**DIRECTION**
Switch every "pixel coordinates" to "pixel positions" throughout all the items below, and leave everything else the same.
(begin)
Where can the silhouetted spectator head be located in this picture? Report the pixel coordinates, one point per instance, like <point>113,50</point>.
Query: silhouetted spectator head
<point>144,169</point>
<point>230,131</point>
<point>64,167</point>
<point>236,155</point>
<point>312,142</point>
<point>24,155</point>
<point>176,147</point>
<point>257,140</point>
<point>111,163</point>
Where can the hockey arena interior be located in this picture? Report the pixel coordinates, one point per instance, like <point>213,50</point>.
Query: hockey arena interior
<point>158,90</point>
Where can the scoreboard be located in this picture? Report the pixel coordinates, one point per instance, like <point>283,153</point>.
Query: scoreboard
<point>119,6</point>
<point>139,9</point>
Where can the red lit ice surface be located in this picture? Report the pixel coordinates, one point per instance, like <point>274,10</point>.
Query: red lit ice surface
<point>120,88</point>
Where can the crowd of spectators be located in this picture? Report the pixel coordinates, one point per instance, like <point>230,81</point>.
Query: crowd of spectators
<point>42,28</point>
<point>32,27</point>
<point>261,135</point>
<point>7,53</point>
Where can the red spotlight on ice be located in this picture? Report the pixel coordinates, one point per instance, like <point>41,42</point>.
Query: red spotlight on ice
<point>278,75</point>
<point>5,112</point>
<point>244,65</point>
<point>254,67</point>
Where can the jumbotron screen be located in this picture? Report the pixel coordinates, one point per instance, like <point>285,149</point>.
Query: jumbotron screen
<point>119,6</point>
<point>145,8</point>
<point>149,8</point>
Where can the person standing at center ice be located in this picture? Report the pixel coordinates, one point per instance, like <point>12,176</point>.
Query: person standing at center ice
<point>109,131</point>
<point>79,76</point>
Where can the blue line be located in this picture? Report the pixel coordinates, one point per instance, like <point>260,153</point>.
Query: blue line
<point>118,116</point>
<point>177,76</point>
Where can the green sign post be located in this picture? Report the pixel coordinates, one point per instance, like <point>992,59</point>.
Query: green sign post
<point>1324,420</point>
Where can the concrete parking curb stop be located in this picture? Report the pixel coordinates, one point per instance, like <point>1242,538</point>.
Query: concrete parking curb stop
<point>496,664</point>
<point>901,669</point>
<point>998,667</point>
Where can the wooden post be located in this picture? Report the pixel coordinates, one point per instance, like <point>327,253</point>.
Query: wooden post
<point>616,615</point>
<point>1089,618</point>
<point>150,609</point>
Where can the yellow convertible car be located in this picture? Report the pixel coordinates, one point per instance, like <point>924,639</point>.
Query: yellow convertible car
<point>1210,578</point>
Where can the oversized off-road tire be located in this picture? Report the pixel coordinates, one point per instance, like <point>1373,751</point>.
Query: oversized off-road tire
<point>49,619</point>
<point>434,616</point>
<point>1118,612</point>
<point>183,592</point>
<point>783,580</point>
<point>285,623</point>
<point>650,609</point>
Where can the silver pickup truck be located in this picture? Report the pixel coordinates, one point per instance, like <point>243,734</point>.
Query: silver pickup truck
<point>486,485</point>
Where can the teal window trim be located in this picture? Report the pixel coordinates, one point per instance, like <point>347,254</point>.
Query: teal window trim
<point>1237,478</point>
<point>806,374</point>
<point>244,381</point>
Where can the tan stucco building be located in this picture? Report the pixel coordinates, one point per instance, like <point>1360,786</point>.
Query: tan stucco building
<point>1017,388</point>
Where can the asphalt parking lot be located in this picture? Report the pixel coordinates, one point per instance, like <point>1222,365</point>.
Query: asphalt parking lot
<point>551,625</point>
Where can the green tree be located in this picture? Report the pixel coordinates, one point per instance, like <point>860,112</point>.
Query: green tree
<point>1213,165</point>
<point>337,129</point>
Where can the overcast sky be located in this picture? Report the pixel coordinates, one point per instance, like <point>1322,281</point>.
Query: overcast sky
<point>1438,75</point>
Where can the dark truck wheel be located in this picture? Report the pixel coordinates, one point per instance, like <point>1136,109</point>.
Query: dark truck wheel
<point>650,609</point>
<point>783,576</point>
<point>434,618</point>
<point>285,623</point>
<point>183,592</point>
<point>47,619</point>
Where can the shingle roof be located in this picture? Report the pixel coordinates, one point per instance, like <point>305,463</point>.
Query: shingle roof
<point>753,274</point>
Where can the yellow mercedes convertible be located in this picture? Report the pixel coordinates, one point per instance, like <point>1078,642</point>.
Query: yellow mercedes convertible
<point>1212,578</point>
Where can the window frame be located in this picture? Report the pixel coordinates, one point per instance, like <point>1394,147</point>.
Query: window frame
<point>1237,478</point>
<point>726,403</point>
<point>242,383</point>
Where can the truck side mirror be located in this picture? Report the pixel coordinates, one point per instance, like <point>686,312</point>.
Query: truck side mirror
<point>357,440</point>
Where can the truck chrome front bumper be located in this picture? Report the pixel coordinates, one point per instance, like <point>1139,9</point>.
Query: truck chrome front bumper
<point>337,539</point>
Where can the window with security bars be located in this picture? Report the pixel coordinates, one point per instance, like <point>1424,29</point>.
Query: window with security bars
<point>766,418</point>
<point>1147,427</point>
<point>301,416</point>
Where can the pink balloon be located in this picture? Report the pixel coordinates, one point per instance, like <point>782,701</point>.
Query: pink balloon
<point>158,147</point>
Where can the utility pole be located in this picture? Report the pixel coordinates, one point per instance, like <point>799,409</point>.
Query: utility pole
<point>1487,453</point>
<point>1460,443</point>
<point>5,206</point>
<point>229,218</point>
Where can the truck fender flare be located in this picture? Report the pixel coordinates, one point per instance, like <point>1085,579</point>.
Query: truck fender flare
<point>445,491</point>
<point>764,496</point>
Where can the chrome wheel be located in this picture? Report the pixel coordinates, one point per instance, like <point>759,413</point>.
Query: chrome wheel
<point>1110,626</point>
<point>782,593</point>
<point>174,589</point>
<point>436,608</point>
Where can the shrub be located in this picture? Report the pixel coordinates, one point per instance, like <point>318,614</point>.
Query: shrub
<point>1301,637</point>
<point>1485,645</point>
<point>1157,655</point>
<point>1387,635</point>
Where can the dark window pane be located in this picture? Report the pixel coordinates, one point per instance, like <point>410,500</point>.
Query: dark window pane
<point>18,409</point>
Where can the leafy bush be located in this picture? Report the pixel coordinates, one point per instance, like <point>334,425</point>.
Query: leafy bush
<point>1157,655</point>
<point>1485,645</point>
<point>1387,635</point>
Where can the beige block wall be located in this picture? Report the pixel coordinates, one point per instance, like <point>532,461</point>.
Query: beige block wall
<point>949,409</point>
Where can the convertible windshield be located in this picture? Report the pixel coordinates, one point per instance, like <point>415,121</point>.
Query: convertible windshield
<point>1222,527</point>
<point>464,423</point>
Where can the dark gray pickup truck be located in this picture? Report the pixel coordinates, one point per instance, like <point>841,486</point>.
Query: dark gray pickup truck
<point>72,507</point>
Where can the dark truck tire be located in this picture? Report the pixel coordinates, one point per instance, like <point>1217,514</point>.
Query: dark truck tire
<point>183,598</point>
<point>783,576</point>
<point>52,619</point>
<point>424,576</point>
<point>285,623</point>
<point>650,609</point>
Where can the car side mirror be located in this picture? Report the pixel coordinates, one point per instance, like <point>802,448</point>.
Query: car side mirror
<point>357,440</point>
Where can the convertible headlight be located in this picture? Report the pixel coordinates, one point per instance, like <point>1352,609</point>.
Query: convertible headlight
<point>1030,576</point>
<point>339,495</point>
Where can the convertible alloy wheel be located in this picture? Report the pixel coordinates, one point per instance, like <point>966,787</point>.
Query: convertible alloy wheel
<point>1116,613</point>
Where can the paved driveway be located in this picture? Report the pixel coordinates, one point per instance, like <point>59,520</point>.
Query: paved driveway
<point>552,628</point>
(end)
**EXERCISE RESPONSE**
Where can the silhouetted spectator head be located in this picture? Report the pixel positions, one point per instance, like <point>113,50</point>.
Query: silhouetted spectator head
<point>144,169</point>
<point>230,131</point>
<point>64,167</point>
<point>236,155</point>
<point>312,142</point>
<point>24,155</point>
<point>176,147</point>
<point>257,140</point>
<point>111,163</point>
Where can the hockey arena interior be located in this picture? Report the pixel positions, one point per instance, like <point>213,50</point>.
Query: hockey arena interior
<point>158,90</point>
Where can the scoreboard be located in this picture? Report the pixel positions, one point per instance, like <point>283,153</point>.
Query: scoreboard
<point>119,6</point>
<point>139,9</point>
Where can the red lit ice surface be located in this picture? Report the pixel positions, one point per instance, like <point>274,10</point>.
Query: red lit ice surface
<point>120,88</point>
Where can the crowd of spectators be located in this picture? Report the pixel positions, one point per instance, like <point>230,81</point>.
Query: crowd of spectators
<point>42,28</point>
<point>32,27</point>
<point>261,135</point>
<point>7,53</point>
Where can the red spotlight on ice be located in this picture? Report the pixel positions, one point per instance, like <point>41,42</point>.
Query: red spotlight on ice
<point>278,75</point>
<point>5,112</point>
<point>244,65</point>
<point>254,67</point>
Where can the jumbotron screen be located in this picture? Report the pixel positions, one point per instance, like <point>285,149</point>.
Query: jumbotron screen
<point>119,6</point>
<point>145,8</point>
<point>149,8</point>
Where can the person standing at center ice be located in this picture? Report the pixel positions, one point per instance, like <point>12,176</point>.
Query: person standing at center ice
<point>109,131</point>
<point>79,76</point>
Where can the blue line be located in this picture? Report the pixel positions, one point per instance, like <point>260,153</point>.
Query: blue line
<point>118,116</point>
<point>177,76</point>
Where can the green sign post be located in this picture? Report the pixel positions, one point per instance, like <point>992,59</point>.
Query: green sign post
<point>1324,420</point>
Where can the concrete parking curb stop be located in this picture? Report the pixel positions, one point per instance, like <point>1242,538</point>.
Query: concrete parking curb stop
<point>496,664</point>
<point>901,669</point>
<point>998,667</point>
Where can the wooden post be located in this picture? Report the pixel positions, one point per instance, like <point>327,253</point>.
Query: wooden post
<point>616,615</point>
<point>1089,618</point>
<point>150,609</point>
Where can the yellow convertible car be located in this picture? Report the pixel positions, one point per instance, like <point>924,639</point>.
Query: yellow convertible car
<point>1210,578</point>
Where can the oversized off-road tire be located in this picture? Report the pixel positions, one point per instance, like <point>1373,751</point>.
Query: oversized off-road tire
<point>49,619</point>
<point>434,616</point>
<point>1118,612</point>
<point>183,592</point>
<point>783,580</point>
<point>285,623</point>
<point>650,609</point>
Where can the silver pickup truck be located in this picture? Report the pixel positions, one point per instance, like <point>243,734</point>.
Query: silver pickup truck
<point>486,485</point>
Where can the teal window trim be located in this picture? Report the pixel positions, one point per instance, like <point>347,254</point>.
Query: teal window trim
<point>1237,478</point>
<point>806,374</point>
<point>244,381</point>
Where can the tan stucco building be located in this picture? Report the pixel positions, one point per instance, like <point>1360,786</point>.
Query: tan stucco building
<point>1017,388</point>
Where can the asphalt parking lot be located in this picture? Report the pixel positions, one point per instance, like <point>1222,365</point>.
Query: asphalt parking lot
<point>551,625</point>
Where can the green tree be located in this picture? Report the pixel positions, one point per instance, like <point>860,112</point>.
Query: green tree
<point>1213,165</point>
<point>337,129</point>
Where can the overcast sky be located in this picture? Report the pixel positions, one point per instance, like <point>1322,281</point>.
Query: overcast sky
<point>1438,75</point>
Where can the dark truck wheel be located in this picture? Report the pixel positions, one point per instance, like <point>1136,109</point>.
Query: dark truck wheel
<point>650,609</point>
<point>783,576</point>
<point>434,618</point>
<point>285,623</point>
<point>183,592</point>
<point>47,619</point>
Where can the shingle roof be located in this picture? Report the pixel positions, one point per instance, like <point>305,463</point>.
Query: shingle roof
<point>753,274</point>
Where can the yellow mercedes convertible be located in this picture? Report the pixel positions, one point per instance, like <point>1078,642</point>.
Query: yellow mercedes convertible
<point>1212,578</point>
Where can the window frame be located in this picture? Report the pixel positions, one point per instance, like <point>1394,147</point>.
Query: window frame
<point>1237,478</point>
<point>726,403</point>
<point>242,383</point>
Where can the truck side mirror be located in this picture? Report the pixel positions, one point per instance, like <point>686,312</point>.
Query: truck side mirror
<point>357,440</point>
Where can the truck chrome front bumper be located in this picture? Report the pixel positions, one point per instance, like <point>1139,9</point>.
Query: truck chrome front bumper
<point>337,539</point>
Where can the window with security bars be located in this picture? Report the pixel positions, one point per instance, like <point>1424,29</point>.
Query: window with security bars
<point>766,418</point>
<point>1147,427</point>
<point>301,416</point>
Where can the pink balloon be located in this picture? Report the pixel positions, one point per instance, like <point>782,701</point>.
Query: pink balloon
<point>158,147</point>
Where can the utility pole be located in this picture? Report the pixel positions, one point per instance, like <point>799,409</point>.
Query: utility pole
<point>1487,453</point>
<point>1460,443</point>
<point>5,206</point>
<point>229,218</point>
Where can the truck fender flare be located in this picture? Report the pixel positions, one point per instance, like <point>1085,579</point>.
Query: truck fender flare
<point>445,491</point>
<point>764,496</point>
Where can the chrome wheel be located in this picture? Report the pixel positions, one point per instance, like <point>759,413</point>.
Query: chrome wheel
<point>1110,626</point>
<point>782,593</point>
<point>174,589</point>
<point>436,608</point>
Where can the shrub be located in this picture? Report the pixel positions, one point per instance, like <point>318,614</point>.
Query: shrub
<point>1301,637</point>
<point>1485,645</point>
<point>1157,655</point>
<point>1387,635</point>
Where can the dark window pane be located in this picture? Report the pixel positions, one point per instance, like <point>410,500</point>.
Query: dark window pane
<point>18,409</point>
Where can the leafy bush be located in this picture? Report the pixel positions, one point per instance, like <point>334,425</point>.
Query: leafy bush
<point>1157,655</point>
<point>1485,645</point>
<point>1387,635</point>
Where can the beige block wall be located in this picture? Report the pixel positions, one point per instance, like <point>532,461</point>.
Query: beige block wall
<point>949,409</point>
Where can the convertible windshield be located in this picture? Report the pixel positions, one point per instance, like <point>415,121</point>.
Query: convertible windshield
<point>1222,527</point>
<point>464,423</point>
Where can the dark gray pickup truck be located in this picture? Report the pixel positions, one point per instance, like <point>841,486</point>.
Query: dark gray pickup truck
<point>72,507</point>
Where can the dark truck tire be located in this picture? Report the pixel positions, one point per instance, like <point>1217,514</point>.
Query: dark truck tire
<point>183,598</point>
<point>783,576</point>
<point>52,619</point>
<point>424,576</point>
<point>285,623</point>
<point>650,609</point>
Where can the car side mirror be located in this picture? Report the pixel positions, one point per instance, like <point>802,448</point>.
Query: car side mirror
<point>357,440</point>
Where can the convertible headlight be located in this picture? Report the pixel positions, one point per instance, like <point>1352,609</point>.
Query: convertible headlight
<point>1030,576</point>
<point>339,495</point>
Where can the convertible alloy wheel be located in this picture? Report the pixel positions, one point per instance, like <point>966,787</point>.
Query: convertible alloy wheel
<point>1116,613</point>
Where can the paved driveway be located in this picture? Report the pixel positions, one point per instance, like <point>59,520</point>.
Query: paved driveway
<point>552,628</point>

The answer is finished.